▶ [Texto de leitura]:
● ● ●
A comissão responsável pelo processo administrativo disciplinar (PAD) aberto na UnB para apurar o caso concluiu que “o servidor […] praticou assédio sexual contra as denunciantes”, conforme documento ao qual a Agência Pública teve acesso. A comissão, formada por três professores, recomendou a demissão de Santana, que na época das denúncias era diretor do Instituto de Ciências Biológicas (IB).
Ainda na fase inicial da investigação, em janeiro de 2023, a coordenação do PAD também sugeriu o afastamento do professor de todas as suas atividades na universidade. Mas a então reitora da UnB Márcia Abrahão Moura decidiu afastá-lo apenas da direção do IB e “sem prejuízo da remuneração”. Ela argumentou, em documento, que seu objetivo era “evitar prejuízos aos estudantes, terceiros de boa-fé e à pesquisa e extensão da universidade”.
● ● ●
▶ [Material extraído]:
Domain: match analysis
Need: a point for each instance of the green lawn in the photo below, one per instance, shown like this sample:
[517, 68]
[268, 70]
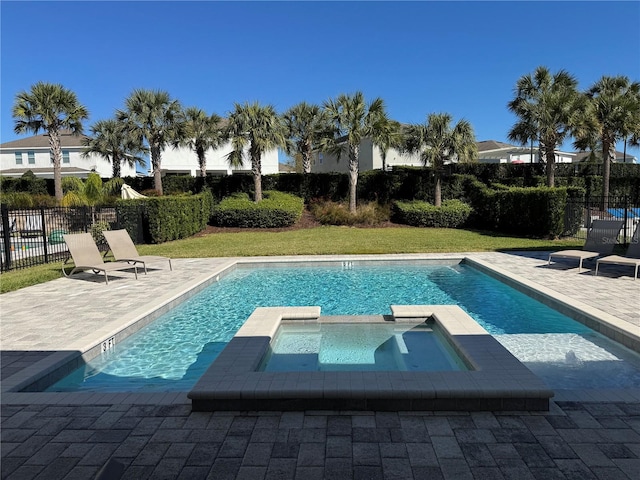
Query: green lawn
[314, 241]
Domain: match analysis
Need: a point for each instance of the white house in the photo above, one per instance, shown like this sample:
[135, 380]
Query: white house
[620, 157]
[370, 158]
[33, 153]
[184, 161]
[491, 151]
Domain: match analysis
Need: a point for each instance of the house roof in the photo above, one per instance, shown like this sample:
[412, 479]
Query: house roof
[619, 155]
[45, 172]
[67, 139]
[488, 145]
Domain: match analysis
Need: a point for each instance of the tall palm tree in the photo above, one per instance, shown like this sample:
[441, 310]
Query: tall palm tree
[157, 117]
[111, 140]
[51, 108]
[612, 115]
[258, 127]
[200, 133]
[306, 126]
[352, 120]
[548, 104]
[437, 143]
[387, 134]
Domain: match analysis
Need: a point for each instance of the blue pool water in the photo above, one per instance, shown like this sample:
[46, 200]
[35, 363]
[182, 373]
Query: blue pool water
[335, 347]
[173, 352]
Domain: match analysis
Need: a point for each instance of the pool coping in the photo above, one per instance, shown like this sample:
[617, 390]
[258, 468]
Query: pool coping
[150, 310]
[497, 381]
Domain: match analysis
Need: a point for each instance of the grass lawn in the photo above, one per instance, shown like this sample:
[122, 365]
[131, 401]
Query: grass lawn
[314, 241]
● ● ●
▶ [Enunciado 1]: Segundo o texto sobre o processo disciplinar na UnB, qual medida a comissão recomendou em relação a Santana?
▶ [Enunciado 2]: Prossiga com o texto sobre o processo disciplinar na UnB, começando logo após a última frase apresentada.

▶ [Resposta do exercício 1]: A comissão recomendou a demissão de Santana.

▶ [Resposta do exercício 2]:
Outra recomendação da comissão foi que a reitoria comunicasse as denúncias ao Ministério Público (MP) para que fosse aberta uma apuração paralela, do ponto de vista criminal. A então reitora, cujo mandato expirou no dia 21 de novembro, optou por não acionar o MP. Moura justificou que isso poderia ser feito ao final da investigação – o que não ocorreu até o momento.
Segundo a reitora, Rozana Naves, a gestão também vai fazer uma nova consulta junto ao MP para saber se já ocorre um processo no órgão.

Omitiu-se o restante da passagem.